§ **Input material**
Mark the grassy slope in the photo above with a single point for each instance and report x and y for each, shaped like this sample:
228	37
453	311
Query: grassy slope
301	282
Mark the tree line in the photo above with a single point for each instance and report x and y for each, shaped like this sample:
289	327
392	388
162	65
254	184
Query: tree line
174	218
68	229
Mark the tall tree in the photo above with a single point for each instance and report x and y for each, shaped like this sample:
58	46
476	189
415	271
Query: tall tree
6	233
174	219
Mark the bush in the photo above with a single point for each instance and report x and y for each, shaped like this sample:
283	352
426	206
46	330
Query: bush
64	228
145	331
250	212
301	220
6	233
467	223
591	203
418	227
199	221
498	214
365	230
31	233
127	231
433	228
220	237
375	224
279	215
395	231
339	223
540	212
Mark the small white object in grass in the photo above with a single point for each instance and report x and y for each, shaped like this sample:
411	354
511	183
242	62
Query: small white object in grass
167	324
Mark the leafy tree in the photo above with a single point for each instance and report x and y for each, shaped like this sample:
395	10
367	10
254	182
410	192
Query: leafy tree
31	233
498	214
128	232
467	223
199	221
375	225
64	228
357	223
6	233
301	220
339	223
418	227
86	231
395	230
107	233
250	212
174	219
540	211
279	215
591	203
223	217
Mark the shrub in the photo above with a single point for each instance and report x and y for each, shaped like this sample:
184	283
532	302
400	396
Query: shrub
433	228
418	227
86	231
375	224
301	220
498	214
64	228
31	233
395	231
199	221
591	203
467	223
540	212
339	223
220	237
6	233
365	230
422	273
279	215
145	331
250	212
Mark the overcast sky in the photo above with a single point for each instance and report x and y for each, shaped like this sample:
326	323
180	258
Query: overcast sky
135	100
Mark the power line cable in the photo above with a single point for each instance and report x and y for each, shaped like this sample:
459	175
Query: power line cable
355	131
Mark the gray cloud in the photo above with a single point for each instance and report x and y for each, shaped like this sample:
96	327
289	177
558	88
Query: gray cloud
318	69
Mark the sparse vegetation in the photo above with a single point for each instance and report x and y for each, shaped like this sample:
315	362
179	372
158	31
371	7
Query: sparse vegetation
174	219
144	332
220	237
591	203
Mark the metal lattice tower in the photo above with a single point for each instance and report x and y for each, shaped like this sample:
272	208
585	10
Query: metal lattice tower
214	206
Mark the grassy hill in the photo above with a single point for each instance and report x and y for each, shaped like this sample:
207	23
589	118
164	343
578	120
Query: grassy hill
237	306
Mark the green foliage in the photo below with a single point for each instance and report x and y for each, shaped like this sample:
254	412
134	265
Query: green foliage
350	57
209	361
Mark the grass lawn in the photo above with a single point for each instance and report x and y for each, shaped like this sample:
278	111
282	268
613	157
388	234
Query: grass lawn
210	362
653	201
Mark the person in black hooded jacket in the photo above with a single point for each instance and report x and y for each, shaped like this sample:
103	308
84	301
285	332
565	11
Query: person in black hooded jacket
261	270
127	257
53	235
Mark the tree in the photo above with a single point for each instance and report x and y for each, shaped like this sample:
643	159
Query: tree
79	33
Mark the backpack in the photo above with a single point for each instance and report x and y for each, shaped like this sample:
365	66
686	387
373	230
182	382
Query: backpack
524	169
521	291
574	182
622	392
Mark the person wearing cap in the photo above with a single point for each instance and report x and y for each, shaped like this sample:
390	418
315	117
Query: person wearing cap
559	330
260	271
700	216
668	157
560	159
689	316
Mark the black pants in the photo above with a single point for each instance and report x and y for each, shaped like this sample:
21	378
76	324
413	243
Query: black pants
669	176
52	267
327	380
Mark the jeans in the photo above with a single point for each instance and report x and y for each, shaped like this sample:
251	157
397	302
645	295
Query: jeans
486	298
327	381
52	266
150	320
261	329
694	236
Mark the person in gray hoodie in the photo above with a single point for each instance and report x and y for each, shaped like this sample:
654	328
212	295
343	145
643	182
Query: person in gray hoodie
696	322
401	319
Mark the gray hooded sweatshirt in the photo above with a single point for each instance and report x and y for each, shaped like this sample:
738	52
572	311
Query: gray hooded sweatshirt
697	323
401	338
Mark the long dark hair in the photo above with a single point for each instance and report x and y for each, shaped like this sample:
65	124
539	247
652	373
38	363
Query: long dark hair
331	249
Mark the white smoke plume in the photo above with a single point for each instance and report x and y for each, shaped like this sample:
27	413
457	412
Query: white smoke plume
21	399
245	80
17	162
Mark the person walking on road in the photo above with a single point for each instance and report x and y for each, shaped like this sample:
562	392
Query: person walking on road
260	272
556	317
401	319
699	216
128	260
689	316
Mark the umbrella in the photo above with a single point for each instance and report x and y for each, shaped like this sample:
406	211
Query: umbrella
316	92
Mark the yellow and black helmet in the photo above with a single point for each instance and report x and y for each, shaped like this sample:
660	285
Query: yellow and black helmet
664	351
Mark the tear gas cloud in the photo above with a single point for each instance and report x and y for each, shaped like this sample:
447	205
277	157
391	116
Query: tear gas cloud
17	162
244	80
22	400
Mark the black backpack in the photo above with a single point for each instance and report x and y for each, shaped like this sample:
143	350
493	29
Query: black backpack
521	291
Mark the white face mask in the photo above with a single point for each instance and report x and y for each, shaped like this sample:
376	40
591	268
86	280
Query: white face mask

§ **Task brief**
Print all of the entries exactly as they are written.

§ **Exercise answer**
Mark the grassy slope in the photo above with a single point for each instance and report x and y for each, shaped like this sample:
228	37
453	311
Query: grassy slope
301	282
Mark the tree line in the photo above with a single point for each instance and report x and y for each, shaped like this sample:
289	327
392	388
162	65
254	184
Query: tree line
174	218
68	229
Mark the tall tree in the photo above with a single point for each instance and report x and y for each, shaped like this sample:
58	46
476	189
415	271
Query: tall tree
6	233
174	219
Mark the bush in the photo above with a single point for each instance and report x and y for each, shaped like this sample:
283	352
426	206
46	330
Query: bush
64	228
145	331
250	212
301	220
6	233
467	223
591	203
418	227
199	221
498	214
365	230
31	233
127	231
433	228
220	237
375	224
279	215
395	231
339	223
540	212
Mark the small white object in grass in the photo above with a single point for each instance and report x and y for each, shaped like this sample:
411	354
511	183
242	62
Query: small white object in grass
167	324
Mark the leafy tree in the photo above with a single point for each instance and report x and y for each, shaped like this sample:
395	10
367	10
254	182
410	192
Query: leafy tree
31	233
498	214
128	232
467	223
199	221
375	225
64	228
357	223
6	233
301	220
339	223
418	227
86	231
395	230
107	233
250	212
174	219
540	211
279	215
591	203
223	217
Mark the shrub in the photo above with a single point for each instance and report x and y for each, shaped like this sample:
184	283
532	302
400	396
Query: shrub
433	228
418	227
86	231
375	224
301	220
498	214
64	228
31	233
395	231
199	221
591	203
467	223
540	212
339	223
220	237
6	233
365	230
422	273
279	215
145	331
250	212
Mark the overcast sky in the photo above with a single point for each instance and report x and y for each, shaped like this sample:
326	323
180	258
Query: overcast sky
135	100
Mark the power line cable in the photo above with a single point for each instance and report x and y for each, shaped like this sample:
459	175
Query: power line cable
355	131
Mark the gray cloud in the photo above with a single point for each instance and report x and y for each, shaped like this sample:
96	327
289	177
558	88
Query: gray cloud
318	69
Mark the sparse vegetation in the photo above with a single point for each instance and report x and y for each, shaped like this sample:
315	362
179	372
158	31
371	7
Query: sparse vegetation
174	219
144	332
220	237
591	203
Mark the metal lattice tower in the photo above with a single point for each instance and report x and y for each, shaped like this sample:
272	208
585	10
Query: metal lattice tower
214	206
Mark the grassy hill in the photo above with a single point for each instance and report x and y for each, shaped like this sample:
207	23
589	118
164	343
578	120
Query: grassy hill
237	306
Mark the green foliage in the photo below with a single point for each instance and report x and y for each, shaped like this sample:
254	412
134	265
Query: green foliage
350	57
209	361
Mark the grass lawn in the photo above with a single point for each instance and report x and y for each, shaped like this sample:
278	111
282	268
613	157
388	234
Query: grass lawn
210	362
653	201
Mark the person in black hooded jacket in the photo above with a single point for each instance and report x and y for each, shaped like this sample:
103	308
84	301
285	332
565	11
Query: person in black hooded jacket
261	270
127	257
53	235
Mark the tree in the photo above with a single point for each instance and report x and y for each, shaped like this sample:
643	159
Query: tree
79	33
Mark the backpack in the photo above with a single point for each instance and report x and y for each, shaped like this sample:
365	66
686	387
373	230
182	382
Query: backpack
524	169
521	291
574	182
622	392
Mark the person wearing cap in the photo above with a single point for each instance and report x and y for each, shaped like this sample:
390	418
315	117
Query: person wearing cap
559	330
260	271
700	216
668	157
560	159
689	316
Mark the black pants in the photo above with a single point for each instance and report x and y for each, shaped like this sample:
21	378
76	324
413	243
Query: black pants
669	176
52	267
327	380
Mark the jeans in the photo above with a single point for each instance and report x and y for each, shaped like this sample:
251	157
397	302
645	295
Query: jeans
486	298
327	381
52	266
150	320
261	329
694	236
Mark the person in gray hoodie in the photo above with a single point for each instance and report x and y for each, shaped like this sample:
654	328
212	295
343	145
643	182
Query: person in gray hoodie
696	322
401	319
Mark the gray hooded sweatshirt in the photo above with a single point for each instance and report x and y for each, shaped like this sample:
738	52
572	311
Query: gray hooded sweatshirt
697	323
401	338
Mark the long dark hair in the photo above with a single point for each instance and report x and y for each, shaped like this sample:
65	124
539	247
652	373
38	363
Query: long dark hair
331	249
Mark the white smoke plume in the photo above with a single point for each instance and report x and y for each, shaped like this sample:
27	413
457	412
Query: white smoke plume
21	399
245	80
17	162
Mark the person walking on road in the photo above with a single point for each instance and report x and y for each, shaped like this sample:
562	392
Query: person walking on road
260	272
556	317
401	319
699	216
128	260
689	316
Mark the umbrella in the photo above with a single point for each instance and report x and y for each, shaped like this sample:
406	211
Query: umbrella
316	92
Mark the yellow and black helmet in the photo above with a single point for each instance and report x and y for each, shaped like this sample:
660	285
Query: yellow and black helmet
664	351
Mark the tear gas cloud in the photo above with a single point for each instance and report x and y for each, shaped like this sample:
447	205
277	157
391	116
Query: tear gas cloud
17	162
244	80
22	400
Mark the black backpack in the photo above with a single point for each instance and report x and y for each, shaped like this sample:
143	350
493	29
Query: black backpack
521	291
Mark the white face mask in the photo above with a single point for each instance and report x and y for each, shaped like this sample:
376	40
591	268
86	280
Query: white face mask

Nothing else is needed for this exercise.